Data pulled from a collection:
┌──

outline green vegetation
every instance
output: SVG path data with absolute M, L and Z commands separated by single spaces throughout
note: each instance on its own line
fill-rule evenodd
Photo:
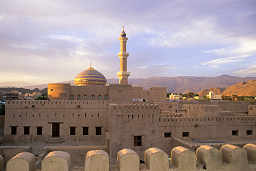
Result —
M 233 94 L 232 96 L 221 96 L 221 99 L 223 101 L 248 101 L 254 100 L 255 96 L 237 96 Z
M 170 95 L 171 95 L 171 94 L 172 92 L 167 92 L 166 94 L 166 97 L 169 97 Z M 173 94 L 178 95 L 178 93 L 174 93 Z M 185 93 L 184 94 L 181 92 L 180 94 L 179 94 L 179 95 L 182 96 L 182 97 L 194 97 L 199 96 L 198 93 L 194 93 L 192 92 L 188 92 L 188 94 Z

└──

Put the lines above into a Markdown table with two columns, "Row" and "Line text," giving each line a row number and skipping any blank lines. Leave the pictures out of the table.

Solution to the exercise
| Row | Line text |
|---|---|
| 1 | outline green vegetation |
| 2 | every instance |
| 3 | output: SVG path data with absolute M, L and Z commands separated by single spaces throughout |
| 4 | note: each instance on its own line |
| 5 | fill-rule evenodd |
| 6 | Photo: |
| 7 | Result — |
| 8 | M 233 94 L 232 96 L 221 96 L 221 99 L 223 101 L 248 101 L 254 100 L 255 96 L 237 96 Z |
| 9 | M 170 95 L 171 95 L 171 94 L 172 92 L 167 92 L 166 94 L 166 97 L 169 97 Z M 173 94 L 178 95 L 178 93 L 174 93 Z M 185 93 L 184 94 L 181 92 L 180 94 L 179 94 L 179 95 L 182 96 L 182 97 L 194 97 L 199 96 L 198 93 L 194 93 L 192 92 L 188 92 L 188 94 Z |